(Selected text)
- Opening Delimiter -

Hakhumyan says the only people left in the region are those fighting in the conflict and elderly people who refuse to leave their homes. All the rest have fled seeking safety in Armenia. “The world must understand that this war is not about territory, religion, or anything else, it is about the very existence of people of Artsakh,” he says. “We are only 150,000 people living on a small plot of land in the mountains but we exist and we have the right to live and live in peace.”
Vahe Sasunts, a 23-year-old software developer who was born and brought up in Ireland and is the child of Armenian immigrants, has lost a cousin in the conflict. Sasunts, who recently graduated from Trinity College and started his “dream job” with a large tech company, says watching the violence unfold in the region, where is mother’s family is from, is devastating. He regularly finds his mother reading the news in tears and is struggling to concentrate on his work.
Vahe Sasunts, a 23-year-old software developer from Kildare, whose parents came to Ireland from Armenia
“I thought I was just starting my adult life. I’d finished college, I was gonna save up and buy a house and car, and it just feels like all those things aren’t as important in my life anymore. I feel there’s a part of me that’s always worried now, always anxious, always wondering how my family are back home,” he says.
With communication lines damaged in recent bombings, his family are struggling to stay in touch with loved ones in Nagorno-Karabakh. “We’re trying not to lose hope and faith, we’re just trying to support one another.”
Sasunts is a member of a group of Irish-Armenians who have called on the Government to take a stronger stance on the violence. As a member of the UN Security Council, Ireland must stand up for justice in other nations, he says. “I would like to see Ireland prove that it is really believes in freedom of speech and human rights. It’s what Ireland fought for for years, and we achieved it, but we’re not advocating it for other places.”
In a letter sent to the Oireachtas foreign affairs committee accompanying a petition signed by more than 1,100 people, the Irish-Armenian community said the ongoing conflict grossly violated “all the principles of human rights and international humanitarian law”.
The letter, sent in early October, said further violence in the region could “potentially lead to an absolute catastrophe not only in the south Caucasus but also in the world by provoking involvement of other major countries, causing more destruction and taking more human lives”.
The group has called on Minister for Foreign Affairs Simon Coveney to condemn Azerbaijan for its aggression against the region and Turkey for its political and military involvement in the conflict.
Covid-19 cases are rising, there is not enough oxygen and now they are heavily bombarding hospitals. It’s absolute catastrophe, it really is a humanitarian crisis
Dr Diana Minasyan, an ophthalmologist based in Cork, says the ongoing violence has reignited memories of the 1915 Armenian genocide during which nearly 1.5 million people were killed by the Ottoman Turks. Turkey’s backing of Azerbaijan’s drive to retake the mountainous province further embeds that sense of fear among Armenians worldwide, she says.
Like many Armenians in Ireland, Minasyan, who has Irish citizenship and has lived here since 2002, has family in the contested region and cousins fighting on the frontline. One cousin has been left paralysed after he was hit in a cluster bomb attack, she says. And the coronavirus pandemic continues to be a real problem in the region, she adds.
“Covid-19 cases are rising, there is not enough oxygen and now they are heavily bombarding hospitals. It’s absolute catastrophe, it really is a humanitarian crisis,” she says.
Minasyan signed the petition sent to the Government because she fears the violence could destabilise all of the Caucasus region. She says no Armenian wants to fight but that men are taking up arms to “keep their children safe. All they want is to live their daily lives and have an ordinary life.”

- Closing Delimiter -

(Assignment A)
For each statement, say yes or no depending on whether it agrees with the article about Irish-Armenians, and quote the words from the article that settle it. (i) The petition was signed by more than 1,100 people. (ii) Diana Minasyan has lived in Ireland since 2012. (iii) Vahe Sasunts graduated from Trinity College.
(Assignment B)
In the article about Irish-Armenians, take the part that opens with the words containing "In a letter" and closes with "involvement in the conflict.". Write it out again, replacing "petition" with "appeal".
(Assignment C)
According to the article about Irish-Armenians, what is Diana Minasyan's profession, and where is she based?
The lines after this are separate material and not part of the article about Irish-Armenians.

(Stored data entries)
- Opening Delimiter -

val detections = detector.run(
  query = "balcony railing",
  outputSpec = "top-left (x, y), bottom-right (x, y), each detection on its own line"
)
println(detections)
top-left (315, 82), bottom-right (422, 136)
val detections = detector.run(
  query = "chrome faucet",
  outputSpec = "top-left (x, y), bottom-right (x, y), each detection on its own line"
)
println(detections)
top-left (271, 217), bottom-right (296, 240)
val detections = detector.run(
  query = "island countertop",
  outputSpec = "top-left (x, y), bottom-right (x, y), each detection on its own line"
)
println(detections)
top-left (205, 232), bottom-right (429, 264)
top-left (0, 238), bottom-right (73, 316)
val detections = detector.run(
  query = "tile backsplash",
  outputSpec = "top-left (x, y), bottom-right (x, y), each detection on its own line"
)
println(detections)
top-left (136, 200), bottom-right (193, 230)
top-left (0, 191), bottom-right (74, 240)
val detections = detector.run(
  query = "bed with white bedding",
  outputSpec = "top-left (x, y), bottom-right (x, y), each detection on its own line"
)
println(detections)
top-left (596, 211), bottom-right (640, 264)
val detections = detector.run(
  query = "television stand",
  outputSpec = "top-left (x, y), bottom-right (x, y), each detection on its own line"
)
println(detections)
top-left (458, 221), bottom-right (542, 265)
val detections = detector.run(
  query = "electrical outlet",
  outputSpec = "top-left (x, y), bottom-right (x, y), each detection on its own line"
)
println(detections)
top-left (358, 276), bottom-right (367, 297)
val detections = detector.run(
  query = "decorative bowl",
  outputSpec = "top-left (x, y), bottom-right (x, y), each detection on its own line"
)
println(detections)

- Closing Delimiter -

(Answer area A)
(i) Yes: "a petition signed by more than 1,100 people"
(ii) No: "has lived here since 2002"
(iii) Yes: "recently graduated from Trinity College"

(Answer area B)
In a letter sent to the Oireachtas foreign affairs committee accompanying a appeal signed by more than 1,100 people, the Irish-Armenian community said the ongoing conflict grossly violated “all the principles of human rights and international humanitarian law”.
The letter, sent in early October, said further violence in the region could “potentially lead to an absolute catastrophe not only in the south Caucasus but also in the world by provoking involvement of other major countries, causing more destruction and taking more human lives”.
The group has called on Minister for Foreign Affairs Simon Coveney to condemn Azerbaijan for its aggression against the region and Turkey for its political and military involvement in the conflict.

(Answer area C)
She is an ophthalmologist based in Cork.